** Start of TEXT SECTION **
Nourish Her, Tenderly Care
for Her — Love Her

These Bible verses appear to tell us that Godde wants the husband to be the boss and the wife to be the slave. But what if we’re too far away in time and space from what we are supposed to understand? What if it’s all about LOVE?

Be subject to one another out of reverence for Christ. Wives, be subject to your husbands as you are to the Lord. For the husband is the head of the wife just as Christ is the head of the church, the body of which he is the Savior. Just as the church is subject to Christ, so also wives ought to be, in everything, to their husbands. Husbands, love your wives, just as Christ loved the church and gave himself up for her, in order to make her holy by cleansing her with the washing of water by the word, so as to present the church to himself in splendor, without a spot or wrinkle or anything of the kind — yes, so that she may be holy and without blemish. In the same way, husbands should love their wives as they do their own bodies. He who loves his wife loves himself. For no one ever hates his own body, but he nourishes and tenderly cares for it, just as Christ does for the church, because we are members of his body. "For this reason a man will leave his father and mother and be joined to his wife, and the two will become one flesh." This is a great mystery, and I am applying it to Christ and the church. Each of you, however, should love his wife as himself, and a wife should respect her husband. — Ephesians 5:21-33, NRSV

This paragraph from Paul’s letter to the Ephesians sounds very alien to our modern ears. “Be subject to one another out of reverence for Christ. Wives, be subject to your husbands as you are to the Lord”? It’s even weirder in the original Greek: “People should be subject to each other out of fear of and awe for Christ, the same way that wives have husbands as their ruler.” What’s all this being subject to someone else’s rulership about? Isn’t that un-American? What’s all this business about making a distinction between people, on the one hand, and women, on the other?
** End of TEXT SECTION **
▶ WORK TO COMPLETE:
1. Answer these questions from the Ephesians commentary:
(a) Which Bible translation is the quoted passage taken from?
(b) According to the passage, whom does a man who loves his wife love?
(c) In the original Greek as the commentary gives it, out of what should people be subject to each other?
2. Return the part of the Ephesians commentary that begins at the words "This paragraph from" and stops after "on the other?", copied word for word.
The entries that come next aren't needed for this work.
** Start of DATASET ENTRIES **
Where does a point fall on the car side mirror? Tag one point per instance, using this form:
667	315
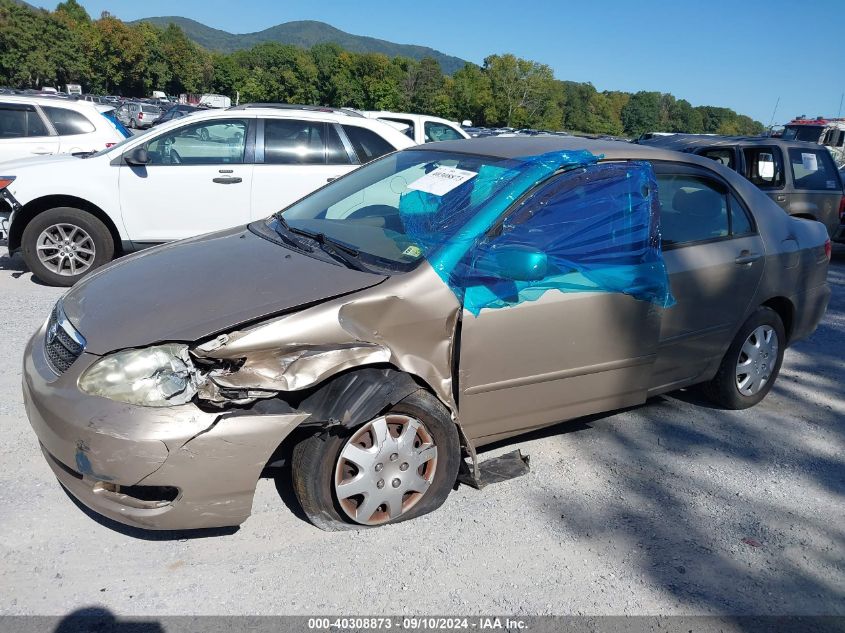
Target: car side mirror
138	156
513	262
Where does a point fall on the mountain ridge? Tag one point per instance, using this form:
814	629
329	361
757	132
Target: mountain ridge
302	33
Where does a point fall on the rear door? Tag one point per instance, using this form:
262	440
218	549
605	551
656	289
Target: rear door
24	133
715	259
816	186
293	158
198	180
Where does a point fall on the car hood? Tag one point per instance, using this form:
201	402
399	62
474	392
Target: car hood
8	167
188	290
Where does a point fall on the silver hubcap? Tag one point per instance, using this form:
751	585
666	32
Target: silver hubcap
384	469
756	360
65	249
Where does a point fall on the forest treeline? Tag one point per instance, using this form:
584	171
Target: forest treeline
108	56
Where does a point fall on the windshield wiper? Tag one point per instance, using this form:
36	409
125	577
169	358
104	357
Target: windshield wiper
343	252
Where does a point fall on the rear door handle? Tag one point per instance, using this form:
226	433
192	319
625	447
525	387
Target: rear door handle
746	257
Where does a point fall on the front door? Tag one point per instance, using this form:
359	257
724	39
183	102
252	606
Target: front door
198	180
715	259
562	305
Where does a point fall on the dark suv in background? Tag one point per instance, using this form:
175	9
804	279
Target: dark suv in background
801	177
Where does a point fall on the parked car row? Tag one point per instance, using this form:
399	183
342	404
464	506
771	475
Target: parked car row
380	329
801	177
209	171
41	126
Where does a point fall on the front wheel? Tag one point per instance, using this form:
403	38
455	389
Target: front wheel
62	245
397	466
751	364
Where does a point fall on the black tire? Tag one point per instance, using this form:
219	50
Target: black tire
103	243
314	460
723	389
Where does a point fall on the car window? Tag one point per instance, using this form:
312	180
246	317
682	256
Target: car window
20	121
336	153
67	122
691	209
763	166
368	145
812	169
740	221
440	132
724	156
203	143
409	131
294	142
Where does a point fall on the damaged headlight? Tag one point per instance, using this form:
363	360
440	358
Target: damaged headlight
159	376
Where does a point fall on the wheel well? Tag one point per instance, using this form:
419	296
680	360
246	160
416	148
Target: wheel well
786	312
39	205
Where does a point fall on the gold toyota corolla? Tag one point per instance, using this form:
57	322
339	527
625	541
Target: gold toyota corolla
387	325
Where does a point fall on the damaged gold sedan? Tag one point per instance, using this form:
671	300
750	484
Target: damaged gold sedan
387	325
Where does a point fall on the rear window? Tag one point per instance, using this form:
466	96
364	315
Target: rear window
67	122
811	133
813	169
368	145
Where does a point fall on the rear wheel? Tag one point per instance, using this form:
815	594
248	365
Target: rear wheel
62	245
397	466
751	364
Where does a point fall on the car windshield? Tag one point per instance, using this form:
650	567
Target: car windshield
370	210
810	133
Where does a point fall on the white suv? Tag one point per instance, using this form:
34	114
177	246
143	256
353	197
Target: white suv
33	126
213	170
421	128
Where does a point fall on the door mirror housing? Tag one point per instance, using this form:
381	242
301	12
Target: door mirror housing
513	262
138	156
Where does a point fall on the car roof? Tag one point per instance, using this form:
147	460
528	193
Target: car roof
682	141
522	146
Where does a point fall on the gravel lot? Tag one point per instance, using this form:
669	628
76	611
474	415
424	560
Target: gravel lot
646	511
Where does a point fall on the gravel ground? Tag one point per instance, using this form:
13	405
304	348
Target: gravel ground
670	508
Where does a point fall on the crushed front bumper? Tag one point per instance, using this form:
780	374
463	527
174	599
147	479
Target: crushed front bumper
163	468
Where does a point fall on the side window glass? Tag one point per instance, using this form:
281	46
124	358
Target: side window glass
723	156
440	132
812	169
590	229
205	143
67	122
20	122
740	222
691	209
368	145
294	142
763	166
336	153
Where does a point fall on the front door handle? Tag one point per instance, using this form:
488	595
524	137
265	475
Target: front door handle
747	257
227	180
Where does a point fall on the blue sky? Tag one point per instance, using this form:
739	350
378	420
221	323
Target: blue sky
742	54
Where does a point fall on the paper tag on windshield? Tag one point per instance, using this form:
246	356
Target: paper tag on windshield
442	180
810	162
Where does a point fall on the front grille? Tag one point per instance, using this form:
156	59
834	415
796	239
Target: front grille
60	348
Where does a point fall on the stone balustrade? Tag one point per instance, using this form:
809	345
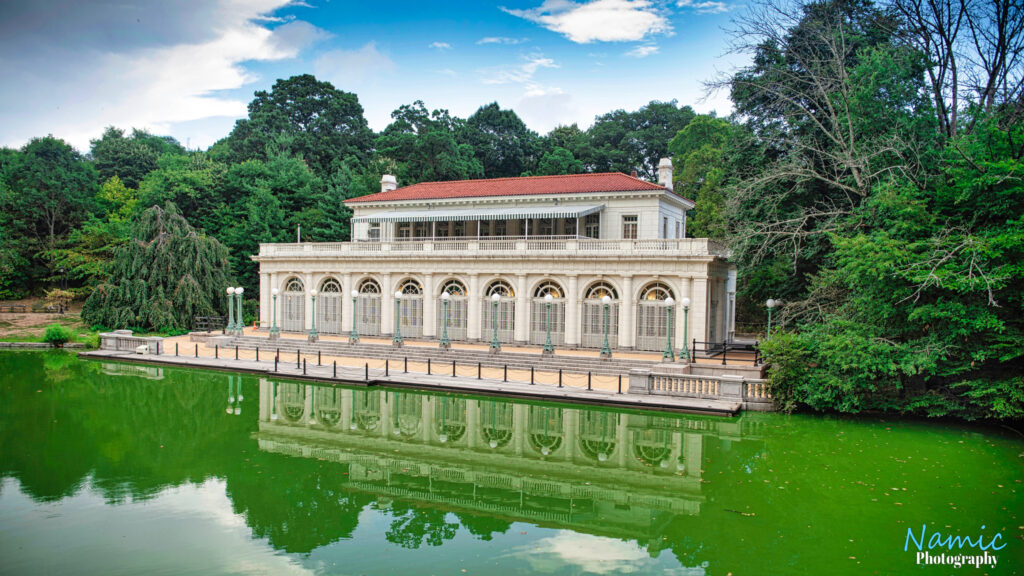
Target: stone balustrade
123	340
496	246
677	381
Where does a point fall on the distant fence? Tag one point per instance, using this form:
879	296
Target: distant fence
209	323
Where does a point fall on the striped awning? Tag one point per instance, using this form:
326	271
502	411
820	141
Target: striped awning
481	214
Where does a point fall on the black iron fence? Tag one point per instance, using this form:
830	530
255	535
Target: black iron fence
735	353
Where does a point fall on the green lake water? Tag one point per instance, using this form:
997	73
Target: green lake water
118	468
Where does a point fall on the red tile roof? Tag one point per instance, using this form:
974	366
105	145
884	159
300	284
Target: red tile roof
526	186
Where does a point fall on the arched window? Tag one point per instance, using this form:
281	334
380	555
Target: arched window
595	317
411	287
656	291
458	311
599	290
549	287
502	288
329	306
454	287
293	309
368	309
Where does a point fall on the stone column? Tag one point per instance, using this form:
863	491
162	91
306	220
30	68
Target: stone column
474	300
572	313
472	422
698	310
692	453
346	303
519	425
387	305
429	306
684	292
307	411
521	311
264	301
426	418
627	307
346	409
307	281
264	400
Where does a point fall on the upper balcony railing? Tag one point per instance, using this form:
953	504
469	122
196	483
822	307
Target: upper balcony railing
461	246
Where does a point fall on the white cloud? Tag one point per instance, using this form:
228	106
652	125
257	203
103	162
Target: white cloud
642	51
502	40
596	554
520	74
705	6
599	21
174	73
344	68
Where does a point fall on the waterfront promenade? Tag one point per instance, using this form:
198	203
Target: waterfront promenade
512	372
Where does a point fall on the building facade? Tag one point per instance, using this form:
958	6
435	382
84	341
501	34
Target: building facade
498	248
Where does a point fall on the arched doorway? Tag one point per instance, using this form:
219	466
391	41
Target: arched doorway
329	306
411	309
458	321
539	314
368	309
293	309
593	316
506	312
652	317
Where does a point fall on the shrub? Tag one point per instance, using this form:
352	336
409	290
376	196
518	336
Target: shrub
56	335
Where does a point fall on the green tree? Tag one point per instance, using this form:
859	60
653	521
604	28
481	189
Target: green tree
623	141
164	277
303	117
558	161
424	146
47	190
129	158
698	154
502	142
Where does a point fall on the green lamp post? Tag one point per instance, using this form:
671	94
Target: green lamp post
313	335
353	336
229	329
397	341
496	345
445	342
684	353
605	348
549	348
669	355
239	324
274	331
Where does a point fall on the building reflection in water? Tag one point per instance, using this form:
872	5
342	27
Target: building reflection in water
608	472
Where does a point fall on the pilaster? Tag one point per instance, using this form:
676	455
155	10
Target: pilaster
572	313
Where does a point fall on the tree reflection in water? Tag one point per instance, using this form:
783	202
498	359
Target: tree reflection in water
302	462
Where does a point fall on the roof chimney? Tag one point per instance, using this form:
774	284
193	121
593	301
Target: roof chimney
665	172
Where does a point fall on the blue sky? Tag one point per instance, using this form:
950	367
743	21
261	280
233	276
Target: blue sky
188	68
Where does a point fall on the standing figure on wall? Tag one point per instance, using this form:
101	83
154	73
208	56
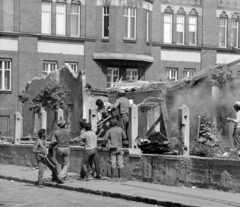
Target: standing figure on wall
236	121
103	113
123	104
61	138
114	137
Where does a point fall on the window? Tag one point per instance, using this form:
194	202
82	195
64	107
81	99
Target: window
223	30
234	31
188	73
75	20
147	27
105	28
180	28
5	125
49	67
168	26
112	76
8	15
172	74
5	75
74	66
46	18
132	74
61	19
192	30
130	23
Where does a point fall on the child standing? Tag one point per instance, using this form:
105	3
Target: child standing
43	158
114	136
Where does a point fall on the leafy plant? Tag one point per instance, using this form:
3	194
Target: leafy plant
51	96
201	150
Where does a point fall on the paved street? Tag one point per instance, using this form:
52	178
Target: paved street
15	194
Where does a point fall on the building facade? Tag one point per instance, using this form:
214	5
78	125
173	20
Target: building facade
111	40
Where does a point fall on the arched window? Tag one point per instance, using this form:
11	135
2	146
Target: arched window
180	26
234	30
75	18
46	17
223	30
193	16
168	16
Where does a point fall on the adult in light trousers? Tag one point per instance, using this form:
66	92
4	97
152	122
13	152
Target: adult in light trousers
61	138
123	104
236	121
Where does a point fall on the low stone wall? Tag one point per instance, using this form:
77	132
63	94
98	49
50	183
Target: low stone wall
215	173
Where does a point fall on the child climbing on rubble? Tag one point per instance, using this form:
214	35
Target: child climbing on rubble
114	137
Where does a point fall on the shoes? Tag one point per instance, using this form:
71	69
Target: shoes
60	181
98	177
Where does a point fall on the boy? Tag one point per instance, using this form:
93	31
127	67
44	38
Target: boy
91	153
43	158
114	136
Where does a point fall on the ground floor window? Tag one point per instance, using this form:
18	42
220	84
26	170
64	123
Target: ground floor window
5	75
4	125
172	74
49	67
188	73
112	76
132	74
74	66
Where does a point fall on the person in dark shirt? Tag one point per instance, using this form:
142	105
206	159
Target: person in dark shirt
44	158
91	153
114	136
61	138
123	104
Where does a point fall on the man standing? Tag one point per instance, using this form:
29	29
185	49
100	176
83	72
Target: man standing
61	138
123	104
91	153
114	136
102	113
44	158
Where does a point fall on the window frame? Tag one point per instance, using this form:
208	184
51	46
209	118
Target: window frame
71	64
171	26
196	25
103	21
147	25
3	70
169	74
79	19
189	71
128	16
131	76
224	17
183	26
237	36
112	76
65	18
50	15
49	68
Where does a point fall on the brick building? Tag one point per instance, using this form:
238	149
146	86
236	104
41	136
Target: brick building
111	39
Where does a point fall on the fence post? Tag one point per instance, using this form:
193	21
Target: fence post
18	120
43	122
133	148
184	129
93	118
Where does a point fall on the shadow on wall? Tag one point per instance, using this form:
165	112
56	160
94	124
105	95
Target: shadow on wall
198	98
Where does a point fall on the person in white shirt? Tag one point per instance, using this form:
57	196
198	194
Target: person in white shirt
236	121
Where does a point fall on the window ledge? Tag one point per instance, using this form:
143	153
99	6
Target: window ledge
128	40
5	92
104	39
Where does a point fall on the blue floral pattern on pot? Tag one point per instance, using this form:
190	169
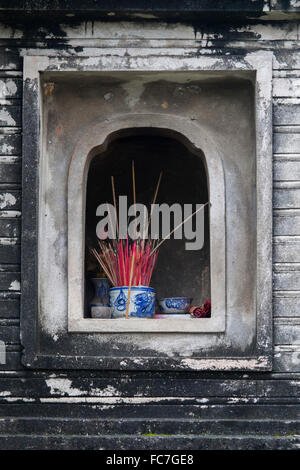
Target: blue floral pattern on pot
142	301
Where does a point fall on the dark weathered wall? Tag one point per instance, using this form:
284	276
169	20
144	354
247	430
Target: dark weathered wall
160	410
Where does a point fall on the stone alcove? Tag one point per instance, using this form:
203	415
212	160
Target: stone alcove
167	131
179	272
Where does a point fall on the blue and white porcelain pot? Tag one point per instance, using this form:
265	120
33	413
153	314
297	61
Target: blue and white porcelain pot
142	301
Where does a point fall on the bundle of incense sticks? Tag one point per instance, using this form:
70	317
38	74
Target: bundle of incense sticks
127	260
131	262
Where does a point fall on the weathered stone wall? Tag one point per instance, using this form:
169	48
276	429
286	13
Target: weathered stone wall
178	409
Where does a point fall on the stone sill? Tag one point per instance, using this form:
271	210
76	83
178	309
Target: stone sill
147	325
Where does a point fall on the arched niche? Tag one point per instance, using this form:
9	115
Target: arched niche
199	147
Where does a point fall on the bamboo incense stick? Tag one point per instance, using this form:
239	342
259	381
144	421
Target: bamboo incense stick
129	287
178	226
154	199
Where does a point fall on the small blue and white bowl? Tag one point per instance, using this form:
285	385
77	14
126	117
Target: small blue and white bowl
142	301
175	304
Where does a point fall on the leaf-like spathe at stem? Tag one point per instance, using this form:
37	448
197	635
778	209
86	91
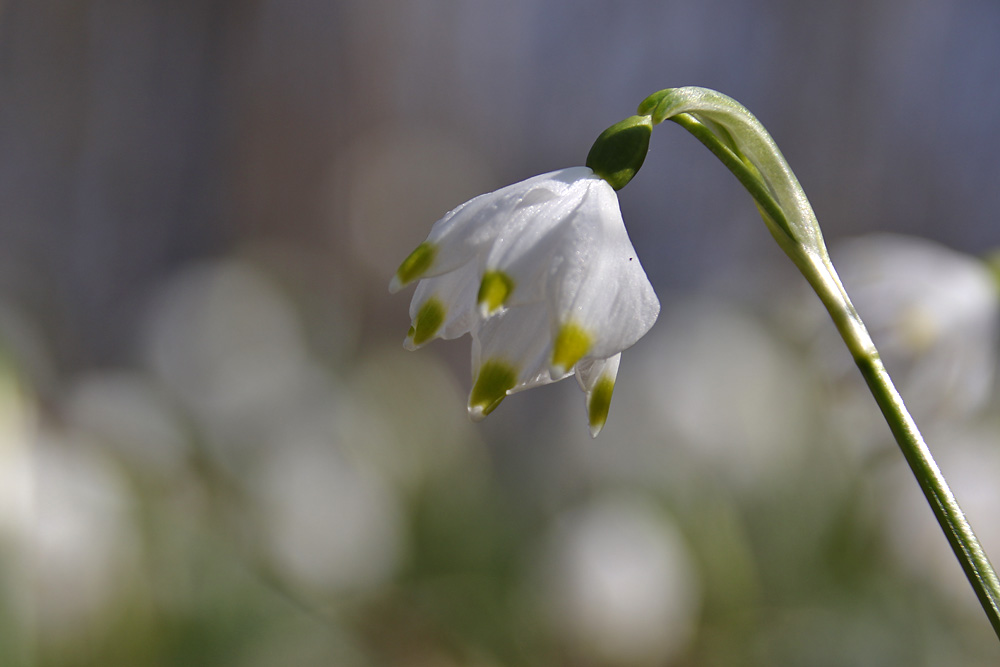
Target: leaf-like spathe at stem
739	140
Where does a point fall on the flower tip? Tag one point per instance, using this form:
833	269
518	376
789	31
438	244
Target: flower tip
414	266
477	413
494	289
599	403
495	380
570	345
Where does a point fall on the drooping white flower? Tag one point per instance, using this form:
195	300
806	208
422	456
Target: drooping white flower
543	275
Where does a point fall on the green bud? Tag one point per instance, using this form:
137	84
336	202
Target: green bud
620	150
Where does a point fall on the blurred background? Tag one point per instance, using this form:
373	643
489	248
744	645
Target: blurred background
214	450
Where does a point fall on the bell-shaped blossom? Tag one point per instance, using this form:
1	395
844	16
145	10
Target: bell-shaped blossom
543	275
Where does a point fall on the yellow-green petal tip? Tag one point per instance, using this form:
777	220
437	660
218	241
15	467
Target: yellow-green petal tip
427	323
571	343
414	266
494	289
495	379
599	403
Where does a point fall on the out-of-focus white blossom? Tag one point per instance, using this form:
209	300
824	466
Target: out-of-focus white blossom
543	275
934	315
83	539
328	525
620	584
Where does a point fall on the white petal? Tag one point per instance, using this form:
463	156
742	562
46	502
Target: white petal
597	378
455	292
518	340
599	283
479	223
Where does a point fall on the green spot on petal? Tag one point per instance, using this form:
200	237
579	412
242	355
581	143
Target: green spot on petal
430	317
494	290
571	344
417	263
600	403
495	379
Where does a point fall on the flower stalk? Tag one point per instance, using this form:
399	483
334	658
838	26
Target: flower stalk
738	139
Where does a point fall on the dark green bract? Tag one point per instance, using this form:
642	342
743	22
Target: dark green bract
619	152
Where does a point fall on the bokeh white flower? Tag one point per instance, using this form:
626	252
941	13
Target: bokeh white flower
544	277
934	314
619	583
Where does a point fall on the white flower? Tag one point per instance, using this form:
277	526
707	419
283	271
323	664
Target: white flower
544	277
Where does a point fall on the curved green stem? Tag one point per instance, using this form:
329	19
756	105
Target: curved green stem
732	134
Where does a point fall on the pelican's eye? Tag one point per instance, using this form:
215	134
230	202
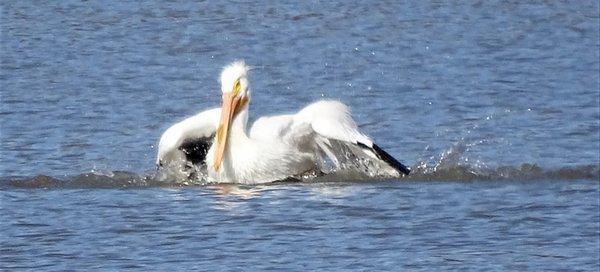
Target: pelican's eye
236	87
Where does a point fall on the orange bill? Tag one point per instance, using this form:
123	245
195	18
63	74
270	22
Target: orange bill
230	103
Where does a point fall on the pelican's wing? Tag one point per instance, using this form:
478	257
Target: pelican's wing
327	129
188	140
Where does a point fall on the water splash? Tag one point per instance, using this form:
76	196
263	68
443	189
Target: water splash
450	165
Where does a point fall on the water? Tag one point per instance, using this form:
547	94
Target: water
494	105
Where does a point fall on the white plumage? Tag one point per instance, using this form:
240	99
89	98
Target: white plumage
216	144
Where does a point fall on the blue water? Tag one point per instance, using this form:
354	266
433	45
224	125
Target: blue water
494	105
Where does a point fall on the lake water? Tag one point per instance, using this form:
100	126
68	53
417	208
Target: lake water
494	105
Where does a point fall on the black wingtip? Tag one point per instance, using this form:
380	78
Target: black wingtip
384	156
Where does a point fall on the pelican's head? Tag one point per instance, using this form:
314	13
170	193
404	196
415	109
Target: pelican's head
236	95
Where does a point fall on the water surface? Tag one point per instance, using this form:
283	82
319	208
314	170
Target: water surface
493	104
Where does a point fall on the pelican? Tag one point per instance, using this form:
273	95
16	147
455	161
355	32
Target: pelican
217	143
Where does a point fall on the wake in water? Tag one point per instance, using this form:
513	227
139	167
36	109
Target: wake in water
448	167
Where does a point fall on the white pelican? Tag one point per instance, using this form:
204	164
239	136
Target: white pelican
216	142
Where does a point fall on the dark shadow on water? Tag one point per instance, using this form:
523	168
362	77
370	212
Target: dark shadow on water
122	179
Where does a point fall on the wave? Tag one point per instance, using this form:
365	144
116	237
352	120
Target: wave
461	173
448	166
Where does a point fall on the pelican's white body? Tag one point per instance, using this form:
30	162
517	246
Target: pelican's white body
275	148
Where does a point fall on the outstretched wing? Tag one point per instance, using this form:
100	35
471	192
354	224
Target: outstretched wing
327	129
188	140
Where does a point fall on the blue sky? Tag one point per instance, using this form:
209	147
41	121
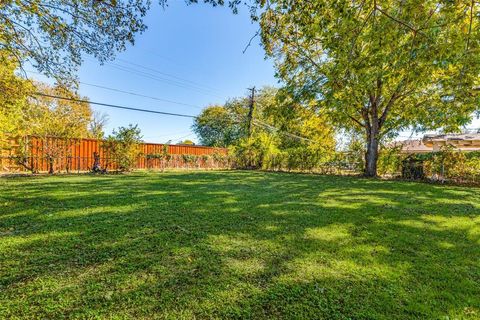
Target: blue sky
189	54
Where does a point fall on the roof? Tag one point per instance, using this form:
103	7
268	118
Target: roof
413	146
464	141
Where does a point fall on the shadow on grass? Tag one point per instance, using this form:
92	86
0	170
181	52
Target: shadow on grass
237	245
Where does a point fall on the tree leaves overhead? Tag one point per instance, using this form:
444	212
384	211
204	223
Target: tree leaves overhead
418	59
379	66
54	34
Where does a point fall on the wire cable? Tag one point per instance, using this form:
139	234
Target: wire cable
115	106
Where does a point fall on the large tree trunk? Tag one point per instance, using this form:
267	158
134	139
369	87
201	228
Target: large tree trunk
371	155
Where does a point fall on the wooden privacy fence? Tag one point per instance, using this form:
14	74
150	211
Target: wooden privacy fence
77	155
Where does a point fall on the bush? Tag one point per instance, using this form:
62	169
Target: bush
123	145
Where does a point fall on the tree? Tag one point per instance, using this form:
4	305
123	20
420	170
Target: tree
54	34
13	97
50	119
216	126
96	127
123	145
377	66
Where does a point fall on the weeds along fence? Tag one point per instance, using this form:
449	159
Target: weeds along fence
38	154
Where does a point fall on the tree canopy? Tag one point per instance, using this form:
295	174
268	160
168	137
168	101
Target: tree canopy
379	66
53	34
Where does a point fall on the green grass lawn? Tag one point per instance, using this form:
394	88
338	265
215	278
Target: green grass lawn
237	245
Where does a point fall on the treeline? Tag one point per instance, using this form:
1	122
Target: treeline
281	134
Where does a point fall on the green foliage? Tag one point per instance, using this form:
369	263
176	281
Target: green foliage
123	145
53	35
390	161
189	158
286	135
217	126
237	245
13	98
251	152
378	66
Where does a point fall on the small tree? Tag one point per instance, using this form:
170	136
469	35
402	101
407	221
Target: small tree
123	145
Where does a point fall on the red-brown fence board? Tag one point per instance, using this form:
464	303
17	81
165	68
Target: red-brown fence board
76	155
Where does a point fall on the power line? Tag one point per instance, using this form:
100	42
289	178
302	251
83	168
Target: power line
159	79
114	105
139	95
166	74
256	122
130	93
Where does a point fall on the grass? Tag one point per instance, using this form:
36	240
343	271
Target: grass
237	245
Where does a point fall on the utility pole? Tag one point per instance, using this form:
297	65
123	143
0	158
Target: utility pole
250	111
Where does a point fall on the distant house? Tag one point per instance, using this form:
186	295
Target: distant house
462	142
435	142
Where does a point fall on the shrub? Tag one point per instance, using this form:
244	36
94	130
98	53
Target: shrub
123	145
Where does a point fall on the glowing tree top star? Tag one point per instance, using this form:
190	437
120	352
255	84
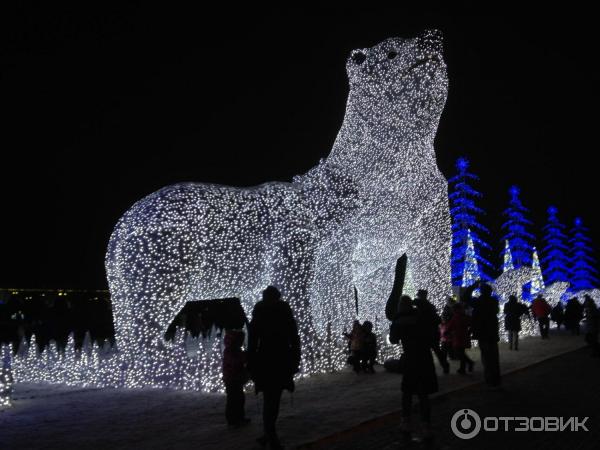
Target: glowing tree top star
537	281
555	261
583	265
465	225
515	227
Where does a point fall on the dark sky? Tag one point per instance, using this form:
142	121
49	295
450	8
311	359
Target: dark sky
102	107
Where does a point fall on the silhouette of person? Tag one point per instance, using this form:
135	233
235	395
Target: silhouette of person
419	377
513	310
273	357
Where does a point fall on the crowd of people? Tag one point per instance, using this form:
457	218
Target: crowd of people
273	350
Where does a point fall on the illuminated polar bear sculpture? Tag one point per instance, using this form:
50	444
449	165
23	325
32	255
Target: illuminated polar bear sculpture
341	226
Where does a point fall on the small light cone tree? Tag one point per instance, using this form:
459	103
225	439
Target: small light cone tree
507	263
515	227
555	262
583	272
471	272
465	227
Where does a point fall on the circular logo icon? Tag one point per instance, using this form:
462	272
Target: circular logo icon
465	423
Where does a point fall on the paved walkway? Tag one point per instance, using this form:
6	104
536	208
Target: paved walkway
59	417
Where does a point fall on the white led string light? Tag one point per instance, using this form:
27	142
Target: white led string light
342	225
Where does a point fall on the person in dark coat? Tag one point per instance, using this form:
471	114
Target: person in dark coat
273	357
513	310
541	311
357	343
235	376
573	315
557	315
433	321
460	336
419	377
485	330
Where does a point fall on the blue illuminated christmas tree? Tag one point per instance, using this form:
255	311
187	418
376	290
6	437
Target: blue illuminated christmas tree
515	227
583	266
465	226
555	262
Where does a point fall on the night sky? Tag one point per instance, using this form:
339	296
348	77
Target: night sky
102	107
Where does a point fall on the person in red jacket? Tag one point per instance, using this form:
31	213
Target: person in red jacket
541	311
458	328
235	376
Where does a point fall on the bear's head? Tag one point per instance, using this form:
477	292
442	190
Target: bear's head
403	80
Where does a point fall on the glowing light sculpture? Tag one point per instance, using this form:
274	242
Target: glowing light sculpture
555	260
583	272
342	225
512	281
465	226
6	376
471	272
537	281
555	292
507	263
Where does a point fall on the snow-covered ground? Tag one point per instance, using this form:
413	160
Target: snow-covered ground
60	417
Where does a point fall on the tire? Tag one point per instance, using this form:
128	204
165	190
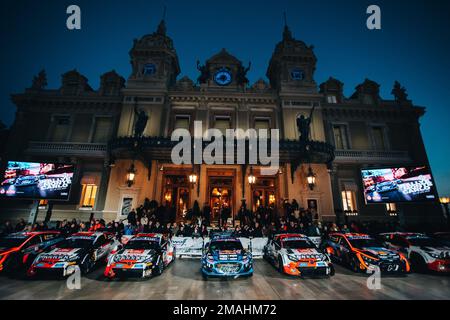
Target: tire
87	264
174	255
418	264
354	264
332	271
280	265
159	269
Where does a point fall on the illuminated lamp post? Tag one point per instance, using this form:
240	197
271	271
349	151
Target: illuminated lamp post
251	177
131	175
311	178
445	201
** End of DATASET ENTRIES **
▶ RESPONSE LIST:
1.
(a) The NRSV.
(b) Himself.
(c) Out of fear of and awe for Christ.

2.
This paragraph from Paul’s letter to the Ephesians sounds very alien to our modern ears. “Be subject to one another out of reverence for Christ. Wives, be subject to your husbands as you are to the Lord”? It’s even weirder in the original Greek: “People should be subject to each other out of fear of and awe for Christ, the same way that wives have husbands as their ruler.” What’s all this being subject to someone else’s rulership about? Isn’t that un-American? What’s all this business about making a distinction between people, on the one hand, and women, on the other?